INSTRUCTIONS FOR THE TASK. Find each line in the entries below that contains the word "green", and copy those lines.

[START DATA FOR THIS EXERCISE]

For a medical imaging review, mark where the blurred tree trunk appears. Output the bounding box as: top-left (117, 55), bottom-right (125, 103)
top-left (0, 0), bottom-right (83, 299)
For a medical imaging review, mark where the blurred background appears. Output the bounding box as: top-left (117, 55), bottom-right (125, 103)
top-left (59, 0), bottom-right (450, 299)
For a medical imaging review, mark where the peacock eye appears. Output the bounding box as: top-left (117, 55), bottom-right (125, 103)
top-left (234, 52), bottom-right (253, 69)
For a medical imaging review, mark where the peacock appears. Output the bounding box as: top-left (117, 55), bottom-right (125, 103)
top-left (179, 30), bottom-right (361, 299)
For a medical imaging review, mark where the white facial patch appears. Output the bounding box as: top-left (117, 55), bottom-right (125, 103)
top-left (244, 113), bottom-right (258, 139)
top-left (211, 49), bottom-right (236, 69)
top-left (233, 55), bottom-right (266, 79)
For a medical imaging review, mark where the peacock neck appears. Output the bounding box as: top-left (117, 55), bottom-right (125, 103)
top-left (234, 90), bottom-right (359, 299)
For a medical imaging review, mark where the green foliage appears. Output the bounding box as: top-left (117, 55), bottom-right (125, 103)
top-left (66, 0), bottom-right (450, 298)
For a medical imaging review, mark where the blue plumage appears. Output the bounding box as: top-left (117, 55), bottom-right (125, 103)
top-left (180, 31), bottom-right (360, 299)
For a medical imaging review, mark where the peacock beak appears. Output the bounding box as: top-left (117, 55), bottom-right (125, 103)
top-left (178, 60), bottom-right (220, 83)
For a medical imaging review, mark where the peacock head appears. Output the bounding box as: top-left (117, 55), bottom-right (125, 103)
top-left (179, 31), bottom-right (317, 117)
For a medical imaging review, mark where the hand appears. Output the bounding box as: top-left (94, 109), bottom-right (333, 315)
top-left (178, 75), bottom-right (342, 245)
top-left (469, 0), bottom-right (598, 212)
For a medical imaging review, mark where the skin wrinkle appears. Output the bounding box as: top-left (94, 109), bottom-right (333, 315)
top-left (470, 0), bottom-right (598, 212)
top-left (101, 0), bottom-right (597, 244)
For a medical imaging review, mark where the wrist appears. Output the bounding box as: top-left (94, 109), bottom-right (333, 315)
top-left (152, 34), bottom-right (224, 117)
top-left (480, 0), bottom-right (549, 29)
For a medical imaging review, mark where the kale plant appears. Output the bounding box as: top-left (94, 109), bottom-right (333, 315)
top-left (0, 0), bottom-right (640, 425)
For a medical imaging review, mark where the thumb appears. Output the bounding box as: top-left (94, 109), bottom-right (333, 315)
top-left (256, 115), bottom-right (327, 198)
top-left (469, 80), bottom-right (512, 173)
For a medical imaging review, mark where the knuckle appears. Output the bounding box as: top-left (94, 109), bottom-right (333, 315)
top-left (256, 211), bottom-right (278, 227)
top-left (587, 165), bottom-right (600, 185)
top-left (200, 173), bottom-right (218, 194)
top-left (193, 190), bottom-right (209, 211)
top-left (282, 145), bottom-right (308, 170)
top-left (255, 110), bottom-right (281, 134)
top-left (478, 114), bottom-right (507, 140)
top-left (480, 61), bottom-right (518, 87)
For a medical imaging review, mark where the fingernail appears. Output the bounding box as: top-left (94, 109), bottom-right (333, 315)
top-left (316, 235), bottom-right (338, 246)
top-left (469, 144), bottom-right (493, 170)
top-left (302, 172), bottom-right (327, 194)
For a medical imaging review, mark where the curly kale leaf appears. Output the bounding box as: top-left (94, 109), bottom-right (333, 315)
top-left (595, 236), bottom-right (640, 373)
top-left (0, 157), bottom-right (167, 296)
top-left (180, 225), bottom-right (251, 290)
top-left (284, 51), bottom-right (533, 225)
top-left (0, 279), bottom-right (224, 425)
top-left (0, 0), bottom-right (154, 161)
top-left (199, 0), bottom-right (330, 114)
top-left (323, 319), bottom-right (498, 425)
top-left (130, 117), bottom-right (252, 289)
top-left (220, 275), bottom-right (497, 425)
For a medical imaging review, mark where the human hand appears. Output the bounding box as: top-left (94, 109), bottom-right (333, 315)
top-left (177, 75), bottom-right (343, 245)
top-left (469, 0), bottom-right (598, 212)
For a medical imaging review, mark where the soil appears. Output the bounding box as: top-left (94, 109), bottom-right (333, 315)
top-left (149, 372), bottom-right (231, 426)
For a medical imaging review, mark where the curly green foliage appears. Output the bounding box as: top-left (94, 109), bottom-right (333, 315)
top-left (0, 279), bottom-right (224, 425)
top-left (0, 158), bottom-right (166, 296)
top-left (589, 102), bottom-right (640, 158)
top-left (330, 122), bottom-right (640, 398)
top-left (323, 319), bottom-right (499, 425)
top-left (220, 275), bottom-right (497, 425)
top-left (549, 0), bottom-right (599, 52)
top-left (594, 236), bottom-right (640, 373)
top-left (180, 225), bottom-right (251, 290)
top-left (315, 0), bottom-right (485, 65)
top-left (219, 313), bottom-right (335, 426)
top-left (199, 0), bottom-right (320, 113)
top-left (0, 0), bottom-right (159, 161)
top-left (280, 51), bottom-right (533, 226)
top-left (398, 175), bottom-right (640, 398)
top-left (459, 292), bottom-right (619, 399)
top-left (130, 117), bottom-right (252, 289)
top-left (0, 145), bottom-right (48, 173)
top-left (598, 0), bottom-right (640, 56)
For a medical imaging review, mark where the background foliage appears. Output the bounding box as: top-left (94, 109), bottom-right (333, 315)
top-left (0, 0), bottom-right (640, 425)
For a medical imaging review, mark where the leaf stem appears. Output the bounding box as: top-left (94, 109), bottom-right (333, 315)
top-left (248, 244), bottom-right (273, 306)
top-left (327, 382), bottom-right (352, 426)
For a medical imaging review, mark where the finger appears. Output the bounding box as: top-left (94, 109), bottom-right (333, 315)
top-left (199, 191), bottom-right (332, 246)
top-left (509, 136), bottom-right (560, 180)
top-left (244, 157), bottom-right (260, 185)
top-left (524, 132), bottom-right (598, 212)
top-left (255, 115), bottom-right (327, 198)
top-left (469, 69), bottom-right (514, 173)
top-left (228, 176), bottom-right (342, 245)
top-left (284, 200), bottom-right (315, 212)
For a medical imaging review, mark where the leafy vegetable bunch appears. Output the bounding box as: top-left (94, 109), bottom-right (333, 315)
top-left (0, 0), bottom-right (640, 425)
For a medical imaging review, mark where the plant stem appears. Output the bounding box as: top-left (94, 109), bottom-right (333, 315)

[END DATA FOR THIS EXERCISE]

TASK RESPONSE.
For a medical imaging review, mark where the green foliage appears. Output the bounding box as: top-left (117, 55), bottom-right (125, 103)
For a medical imaging review, mark where the curly green foliage appears. Output the bounding box as: top-left (94, 109), bottom-right (333, 315)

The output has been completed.